INSTRUCCIÓN ESCRITA 1
Responde estas preguntas sobre el texto de la memoria y el calendario que aparece más abajo:
(a) ¿Qué llegará con la hiedra enredada en la memoria?
(b) ¿Entre qué dos cosas quizás ya no se distinga?
(c) ¿Qué sonrisa se sabrá esbozar ante el brillo envejecido de los días señalados?
INSTRUCCIÓN ESCRITA 2
Retoma el texto de la memoria y el calendario de crucecitas que aparece más abajo y continúalo a partir de su última oración.

Llegarán entonces con la hiedra enredada en la memoria, las ruinas que cambian de dueño. Pero yo miraré, nuevamente asombrado, el firmamento de las crucecitas de un calendario de propósito desconocido y que ya no recordaré haber guardado.

Como no recordaré, posiblemente, ni nombres, ni rostros, ni la caricia de la vida que quise ocultar bajo la señal. Quizás, entonces, ya no distinga entre el sueño y la vigilia, ni recuerde que existen milagros cotidianos a través de unos ojillos chicos que se agrandan entornándose, como endulzando ese tiempo que algunas veces se le consigue robar a la cordura.

Pero sé que miraré embobado el brillo envejecido de los días señalados y sabré esbozar la sonrisa etrusca de quien tiene un secreto en la punta de los labios; un secreto que ya nadie entenderá.

INFORMACIÓN EXTRAÍDA
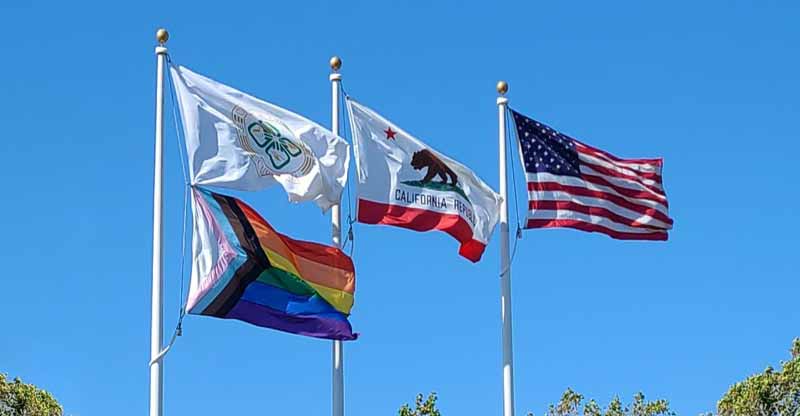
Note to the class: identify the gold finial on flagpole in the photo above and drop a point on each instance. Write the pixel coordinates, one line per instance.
(336, 63)
(502, 87)
(162, 36)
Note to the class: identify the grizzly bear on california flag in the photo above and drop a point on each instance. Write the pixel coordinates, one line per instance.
(427, 159)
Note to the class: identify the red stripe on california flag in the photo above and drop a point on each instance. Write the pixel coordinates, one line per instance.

RESULTADO 1
(a) Las ruinas que cambian de dueño.
(b) Entre el sueño y la vigilia.
(c) La sonrisa etrusca de quien tiene un secreto en la punta de los labios.

RESULTADO 2
Ojalá, entonces, me encuentre alrededor unos ojos marcados, en los que pueda reconocer este mismo brillo de calendario.

LAS TARDES
Ya casi no recuerdo las mañanas,
su tiempo azul y claro,
lejos quedan, perdidas en colegios
o en piscinas extrañas e indolentes.

Porque sentimos duro el despertar
retrasamos ahora
la luz que nos fatiga los despegados ojos.

Y es un destino oscuro el de las tardes,
en ellas aprendí que llegará la noche,
y que es inútil
cualquier esfuerzo por burlar la historia
equivocada y triste de los años.

He vivido en la espera absurda de la vida,
cuando he gozado
ha sido con reservas; amé creyendo en el amor
que habría luego de venir, y que faltó a la cita,
y renuncié al placer por la promesa
de una dicha más alta en el futuro incierto.

Pero los días, al pasar, no son
el generoso rey que cumple su palabra,
sino el ladrón taimado que nos miente.

Con su certeza
nos convierte la edad en más mezquinos,
nos enseña a amar lo que nos duele,
las cosas más pequeñas, aquello que ahora somos
y tenemos: la música suave, nuestros cuerpos,
el calor de la estancia y el cansancio.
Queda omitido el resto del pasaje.